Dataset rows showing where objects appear
━━━━━━━━━━━━━━━━
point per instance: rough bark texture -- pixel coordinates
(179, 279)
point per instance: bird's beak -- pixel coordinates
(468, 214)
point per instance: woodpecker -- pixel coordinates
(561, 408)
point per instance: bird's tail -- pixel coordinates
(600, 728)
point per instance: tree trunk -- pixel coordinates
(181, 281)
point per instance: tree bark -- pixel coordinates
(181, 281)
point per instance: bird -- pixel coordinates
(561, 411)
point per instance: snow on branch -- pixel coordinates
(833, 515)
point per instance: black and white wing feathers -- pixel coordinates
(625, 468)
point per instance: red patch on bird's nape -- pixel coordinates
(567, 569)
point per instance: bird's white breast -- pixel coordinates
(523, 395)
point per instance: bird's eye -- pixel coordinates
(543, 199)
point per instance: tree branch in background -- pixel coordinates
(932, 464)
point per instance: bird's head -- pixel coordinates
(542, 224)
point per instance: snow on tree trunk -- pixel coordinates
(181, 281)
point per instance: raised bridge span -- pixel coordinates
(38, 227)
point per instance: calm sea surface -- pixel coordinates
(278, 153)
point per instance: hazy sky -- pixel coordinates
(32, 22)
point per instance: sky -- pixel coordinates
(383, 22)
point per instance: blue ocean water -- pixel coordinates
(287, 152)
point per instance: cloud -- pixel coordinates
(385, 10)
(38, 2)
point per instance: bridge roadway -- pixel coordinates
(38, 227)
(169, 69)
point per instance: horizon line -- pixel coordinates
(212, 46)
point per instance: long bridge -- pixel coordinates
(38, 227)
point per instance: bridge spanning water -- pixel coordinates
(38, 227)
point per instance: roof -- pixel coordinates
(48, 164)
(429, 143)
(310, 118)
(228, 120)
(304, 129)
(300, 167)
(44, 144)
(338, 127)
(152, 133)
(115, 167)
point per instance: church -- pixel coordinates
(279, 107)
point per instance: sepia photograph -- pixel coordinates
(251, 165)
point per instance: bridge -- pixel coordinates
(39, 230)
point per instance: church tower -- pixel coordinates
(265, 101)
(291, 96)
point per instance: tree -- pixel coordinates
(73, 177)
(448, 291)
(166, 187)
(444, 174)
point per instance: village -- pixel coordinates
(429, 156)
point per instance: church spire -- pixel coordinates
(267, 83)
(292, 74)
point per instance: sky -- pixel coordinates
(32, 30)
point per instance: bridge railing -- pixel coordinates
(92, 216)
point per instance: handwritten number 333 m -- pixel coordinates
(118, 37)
━━━━━━━━━━━━━━━━
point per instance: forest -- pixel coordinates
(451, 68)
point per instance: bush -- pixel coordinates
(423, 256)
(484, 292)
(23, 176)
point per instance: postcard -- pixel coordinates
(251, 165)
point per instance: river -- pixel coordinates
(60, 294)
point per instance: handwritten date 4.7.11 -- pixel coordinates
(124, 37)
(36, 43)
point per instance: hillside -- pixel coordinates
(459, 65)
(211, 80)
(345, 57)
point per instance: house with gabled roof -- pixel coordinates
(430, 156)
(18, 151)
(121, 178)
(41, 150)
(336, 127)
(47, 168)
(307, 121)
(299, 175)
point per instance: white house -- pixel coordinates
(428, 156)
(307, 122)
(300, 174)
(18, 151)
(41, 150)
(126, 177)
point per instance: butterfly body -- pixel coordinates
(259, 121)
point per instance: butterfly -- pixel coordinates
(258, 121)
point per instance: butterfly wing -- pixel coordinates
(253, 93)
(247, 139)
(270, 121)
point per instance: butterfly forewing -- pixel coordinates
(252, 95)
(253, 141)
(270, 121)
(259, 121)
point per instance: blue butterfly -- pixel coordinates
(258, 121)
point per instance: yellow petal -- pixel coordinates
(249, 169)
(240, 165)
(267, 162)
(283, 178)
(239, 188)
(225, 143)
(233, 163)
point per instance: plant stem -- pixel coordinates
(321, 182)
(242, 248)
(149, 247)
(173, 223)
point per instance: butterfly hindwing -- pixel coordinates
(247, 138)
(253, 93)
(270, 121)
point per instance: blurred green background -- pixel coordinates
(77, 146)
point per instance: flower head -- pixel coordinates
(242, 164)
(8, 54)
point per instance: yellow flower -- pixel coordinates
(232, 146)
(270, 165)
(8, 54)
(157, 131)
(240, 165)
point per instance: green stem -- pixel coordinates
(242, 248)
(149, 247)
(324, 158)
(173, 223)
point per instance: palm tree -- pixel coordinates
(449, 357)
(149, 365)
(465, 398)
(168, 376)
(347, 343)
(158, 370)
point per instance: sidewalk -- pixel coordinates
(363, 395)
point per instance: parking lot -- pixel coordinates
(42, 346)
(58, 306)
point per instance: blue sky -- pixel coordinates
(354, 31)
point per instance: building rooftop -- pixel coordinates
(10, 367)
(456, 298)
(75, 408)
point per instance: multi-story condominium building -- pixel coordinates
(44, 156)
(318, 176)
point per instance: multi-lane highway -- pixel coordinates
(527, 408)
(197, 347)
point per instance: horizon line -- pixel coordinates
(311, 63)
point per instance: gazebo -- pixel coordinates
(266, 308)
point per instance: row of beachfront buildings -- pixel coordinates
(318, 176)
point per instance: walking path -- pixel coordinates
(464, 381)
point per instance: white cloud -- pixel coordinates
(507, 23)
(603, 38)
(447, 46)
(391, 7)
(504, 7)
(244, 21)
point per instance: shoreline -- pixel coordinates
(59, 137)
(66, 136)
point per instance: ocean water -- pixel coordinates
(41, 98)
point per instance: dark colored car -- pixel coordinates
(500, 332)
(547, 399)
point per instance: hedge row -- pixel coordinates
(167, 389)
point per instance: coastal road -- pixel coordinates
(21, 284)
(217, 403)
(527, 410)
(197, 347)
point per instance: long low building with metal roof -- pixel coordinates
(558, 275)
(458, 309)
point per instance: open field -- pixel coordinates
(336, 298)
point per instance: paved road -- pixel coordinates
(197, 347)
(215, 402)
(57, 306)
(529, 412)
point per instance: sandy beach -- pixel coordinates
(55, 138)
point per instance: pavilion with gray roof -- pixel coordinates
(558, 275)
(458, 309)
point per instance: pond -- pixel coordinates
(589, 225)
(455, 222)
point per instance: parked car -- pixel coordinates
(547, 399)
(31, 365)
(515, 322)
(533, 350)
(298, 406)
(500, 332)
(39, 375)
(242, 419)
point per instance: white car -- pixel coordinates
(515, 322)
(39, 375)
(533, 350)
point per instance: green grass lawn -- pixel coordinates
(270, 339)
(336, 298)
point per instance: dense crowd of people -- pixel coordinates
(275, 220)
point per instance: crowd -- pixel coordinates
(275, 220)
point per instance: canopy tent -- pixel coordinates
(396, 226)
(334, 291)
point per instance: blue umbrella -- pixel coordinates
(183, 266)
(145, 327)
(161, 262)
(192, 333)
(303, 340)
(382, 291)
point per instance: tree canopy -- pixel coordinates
━━━━━━━━━━━━━━━━
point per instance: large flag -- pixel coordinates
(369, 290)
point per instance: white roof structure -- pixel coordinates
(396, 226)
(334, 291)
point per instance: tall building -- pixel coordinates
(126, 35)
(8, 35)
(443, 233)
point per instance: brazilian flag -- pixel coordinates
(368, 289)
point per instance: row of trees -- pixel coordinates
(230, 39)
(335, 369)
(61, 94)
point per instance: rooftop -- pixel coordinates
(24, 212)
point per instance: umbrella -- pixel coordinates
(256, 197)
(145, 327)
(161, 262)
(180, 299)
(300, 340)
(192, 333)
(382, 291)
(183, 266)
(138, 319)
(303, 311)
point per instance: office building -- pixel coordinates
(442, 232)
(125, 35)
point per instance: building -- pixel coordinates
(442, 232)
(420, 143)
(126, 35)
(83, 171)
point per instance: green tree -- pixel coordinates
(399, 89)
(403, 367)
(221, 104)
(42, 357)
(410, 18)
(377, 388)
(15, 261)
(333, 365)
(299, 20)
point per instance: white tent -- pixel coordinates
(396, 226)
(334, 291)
━━━━━━━━━━━━━━━━
Objective: Write out only the part of the records that opens with the line containing "point per instance: green grass" and closes with the line containing "point per instance: tree canopy", keeping the requests, and multiply every pixel coordinate in the answers by 0.85, rounding to whole numbers with halves rounded up.

Solution:
point per instance: green grass lawn -- pixel coordinates
(230, 288)
(286, 253)
point per instance: dense crowd of people -- pixel coordinates
(234, 187)
point per instance: crowd -- pixel coordinates
(234, 187)
point per instance: canopy tent -- pixel coordinates
(337, 192)
(284, 247)
point per instance: blue umbrella -- pixel coordinates
(156, 226)
(123, 278)
(137, 223)
(163, 283)
(258, 289)
(325, 247)
point per instance: tree canopy -- pixel coordinates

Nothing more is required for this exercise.